- Text excerpt
════════════════

Change 5 - module 'drm.r' around line 1333 (original) 1387 (modified)

The original code does not plot properly, whene there are multiple curves. Indeed, the 'plotit' variable contains a reduced number of observations, referring to the means across 'curveid'. Therefore I had to create a 'plotit2' variable, that hosts the correct id for the different curves.

splitFactor <- factor(assayNo, exclude = NULL)
        listCI <- split(splitFactor, splitFactor)
        lenVec <- as.vector(unlist(lapply(lapList, length)))
        plotid <- as.factor(as.vector(unlist(mapply(function(x,y){x[1:y]}, listCI, lenVec))))
        plotid2 <- as.factor(as.vector(unlist(listCI))[is.finite(dose0)])
#        plotid <- plotid[complete.cases(plotid)]
        levels(plotid) <- unique(assayNoOld)
        levels(plotid2) <- unique(assayNoOld)
    } else {
        plotid <- NULL
    }

Change 6 - module 'drm.r' around line 1764 (original) 1840 (modified)

In order to obtain the correct plots, resp2 (see above at Change 3) and plotid2 need to replace resp and plotid in the dataList object.

    if (identical(type, "event"))
    {
        dataList <- list(dose = dose, origResp = resp2, weights = wVec[isFinite], 
        curveid = assayNoOld[isFinite], plotid = plotid2, resp = resp2,
        names = list(dName = varNames[1], orName = varNames[2], wName = wName, cNames = anName, rName = ""))
    }

════════════════

Referring expression data
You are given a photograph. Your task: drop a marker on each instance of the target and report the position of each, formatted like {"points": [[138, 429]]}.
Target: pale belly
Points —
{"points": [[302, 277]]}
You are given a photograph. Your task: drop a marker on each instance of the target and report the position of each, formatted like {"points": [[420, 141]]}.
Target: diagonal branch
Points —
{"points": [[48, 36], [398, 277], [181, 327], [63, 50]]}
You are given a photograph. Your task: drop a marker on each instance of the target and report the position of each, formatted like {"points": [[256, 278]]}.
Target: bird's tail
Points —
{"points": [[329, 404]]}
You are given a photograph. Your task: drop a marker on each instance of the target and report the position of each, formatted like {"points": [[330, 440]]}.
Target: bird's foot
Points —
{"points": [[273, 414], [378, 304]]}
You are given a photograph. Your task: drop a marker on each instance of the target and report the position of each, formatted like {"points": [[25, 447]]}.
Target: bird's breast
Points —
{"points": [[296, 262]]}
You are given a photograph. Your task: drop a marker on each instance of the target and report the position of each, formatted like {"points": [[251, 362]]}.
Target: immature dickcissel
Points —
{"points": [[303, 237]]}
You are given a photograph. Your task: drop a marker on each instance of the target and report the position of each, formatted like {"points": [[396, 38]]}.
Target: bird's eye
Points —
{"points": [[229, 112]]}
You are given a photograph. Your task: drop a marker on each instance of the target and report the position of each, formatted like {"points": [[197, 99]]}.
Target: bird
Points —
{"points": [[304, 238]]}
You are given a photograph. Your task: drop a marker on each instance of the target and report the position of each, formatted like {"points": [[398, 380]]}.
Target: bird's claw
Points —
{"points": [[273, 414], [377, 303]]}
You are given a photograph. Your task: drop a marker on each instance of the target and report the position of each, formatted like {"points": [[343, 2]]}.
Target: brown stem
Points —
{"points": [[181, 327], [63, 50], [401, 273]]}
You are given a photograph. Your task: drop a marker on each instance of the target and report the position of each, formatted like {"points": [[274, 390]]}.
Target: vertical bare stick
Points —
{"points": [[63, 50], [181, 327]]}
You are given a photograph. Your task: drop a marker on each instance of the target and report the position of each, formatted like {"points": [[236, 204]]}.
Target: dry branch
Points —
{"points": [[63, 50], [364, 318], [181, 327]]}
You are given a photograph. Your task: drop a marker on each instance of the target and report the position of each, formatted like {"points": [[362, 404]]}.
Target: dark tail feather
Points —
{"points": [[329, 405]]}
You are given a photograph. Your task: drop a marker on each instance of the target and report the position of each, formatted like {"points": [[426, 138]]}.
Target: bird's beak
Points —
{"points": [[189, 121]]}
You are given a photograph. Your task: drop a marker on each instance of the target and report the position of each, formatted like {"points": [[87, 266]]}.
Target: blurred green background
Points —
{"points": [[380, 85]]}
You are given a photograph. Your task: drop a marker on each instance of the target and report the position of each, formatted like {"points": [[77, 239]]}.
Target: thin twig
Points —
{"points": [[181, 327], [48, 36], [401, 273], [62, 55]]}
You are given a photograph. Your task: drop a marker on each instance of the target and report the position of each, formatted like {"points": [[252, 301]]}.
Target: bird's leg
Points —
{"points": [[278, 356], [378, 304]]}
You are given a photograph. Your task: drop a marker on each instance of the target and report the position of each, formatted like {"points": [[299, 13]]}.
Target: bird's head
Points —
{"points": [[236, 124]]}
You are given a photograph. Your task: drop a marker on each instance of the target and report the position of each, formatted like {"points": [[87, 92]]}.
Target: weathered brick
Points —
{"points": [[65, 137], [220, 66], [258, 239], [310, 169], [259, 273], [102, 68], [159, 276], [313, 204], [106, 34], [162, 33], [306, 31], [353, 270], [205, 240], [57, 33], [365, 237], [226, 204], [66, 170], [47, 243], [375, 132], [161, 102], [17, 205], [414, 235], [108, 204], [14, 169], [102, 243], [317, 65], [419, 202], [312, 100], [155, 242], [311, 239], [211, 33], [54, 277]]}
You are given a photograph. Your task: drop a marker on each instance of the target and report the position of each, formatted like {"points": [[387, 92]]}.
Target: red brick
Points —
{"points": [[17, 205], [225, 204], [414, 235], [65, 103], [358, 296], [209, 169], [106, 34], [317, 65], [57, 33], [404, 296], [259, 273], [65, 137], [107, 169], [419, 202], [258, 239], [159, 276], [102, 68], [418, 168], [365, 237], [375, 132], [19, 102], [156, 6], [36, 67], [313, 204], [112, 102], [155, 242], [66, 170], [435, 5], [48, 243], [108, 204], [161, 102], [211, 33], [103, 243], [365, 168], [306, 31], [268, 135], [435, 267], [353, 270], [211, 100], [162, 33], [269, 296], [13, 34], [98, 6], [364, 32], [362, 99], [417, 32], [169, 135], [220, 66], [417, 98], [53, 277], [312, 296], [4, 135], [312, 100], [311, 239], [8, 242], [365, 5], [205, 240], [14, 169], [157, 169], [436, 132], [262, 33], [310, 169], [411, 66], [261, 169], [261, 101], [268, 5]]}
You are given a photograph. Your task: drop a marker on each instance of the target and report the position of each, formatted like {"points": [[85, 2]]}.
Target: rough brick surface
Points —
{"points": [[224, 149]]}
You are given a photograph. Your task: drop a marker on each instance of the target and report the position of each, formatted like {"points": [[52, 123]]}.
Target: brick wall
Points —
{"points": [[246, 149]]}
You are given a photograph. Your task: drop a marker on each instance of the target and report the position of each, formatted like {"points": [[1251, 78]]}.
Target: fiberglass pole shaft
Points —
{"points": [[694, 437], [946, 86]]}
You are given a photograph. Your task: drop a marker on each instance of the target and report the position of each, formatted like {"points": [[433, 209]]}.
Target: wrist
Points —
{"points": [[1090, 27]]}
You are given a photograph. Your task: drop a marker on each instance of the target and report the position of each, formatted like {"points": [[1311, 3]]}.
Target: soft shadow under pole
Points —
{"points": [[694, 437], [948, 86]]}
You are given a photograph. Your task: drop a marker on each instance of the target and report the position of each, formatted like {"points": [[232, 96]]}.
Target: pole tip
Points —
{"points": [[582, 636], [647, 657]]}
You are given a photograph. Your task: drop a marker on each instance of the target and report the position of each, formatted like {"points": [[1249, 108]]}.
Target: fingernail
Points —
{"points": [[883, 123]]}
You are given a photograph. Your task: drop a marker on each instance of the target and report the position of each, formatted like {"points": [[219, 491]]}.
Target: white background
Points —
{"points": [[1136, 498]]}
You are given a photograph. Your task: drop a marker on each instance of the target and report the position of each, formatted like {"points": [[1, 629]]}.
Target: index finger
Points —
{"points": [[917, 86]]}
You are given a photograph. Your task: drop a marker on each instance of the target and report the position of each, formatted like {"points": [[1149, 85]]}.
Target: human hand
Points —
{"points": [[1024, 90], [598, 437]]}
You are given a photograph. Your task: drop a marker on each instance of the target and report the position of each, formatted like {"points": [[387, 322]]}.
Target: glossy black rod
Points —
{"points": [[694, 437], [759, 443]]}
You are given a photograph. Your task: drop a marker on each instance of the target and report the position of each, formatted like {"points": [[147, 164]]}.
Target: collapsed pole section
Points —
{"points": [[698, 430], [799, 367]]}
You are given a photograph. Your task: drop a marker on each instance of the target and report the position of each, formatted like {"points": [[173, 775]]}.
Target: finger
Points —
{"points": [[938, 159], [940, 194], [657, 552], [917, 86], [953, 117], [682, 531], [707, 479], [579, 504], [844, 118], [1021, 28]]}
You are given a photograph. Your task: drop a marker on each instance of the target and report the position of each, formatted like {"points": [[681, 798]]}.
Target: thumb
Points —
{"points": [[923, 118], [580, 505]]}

════════════════

- Questions on the material
(1) In the drm.r change notes above, rewrite the paragraph that begins "The original code does not plot properly" as a short bulleted list that keeps its main facts.
(2) Answer these questions using the drm.r change notes above:
(a) Around which line of the modified 'drm.r' is Change 5 located?
(b) According to Change 6, which variable replaces resp in the dataList object?
(c) In the Change 6 code, what value must type match for that dataList to be built?

- Solutions to the problems
(1)
- The original code doesn't plot correctly when there are multiple curves.
- The 'plotit' variable holds a reduced number of observations, because it refers to the means across 'curveid'.
- So a 'plotit2' variable was created to hold the correct id for the different curves.

(2)
(a) Around line 1387.
(b) resp2.
(c) "event".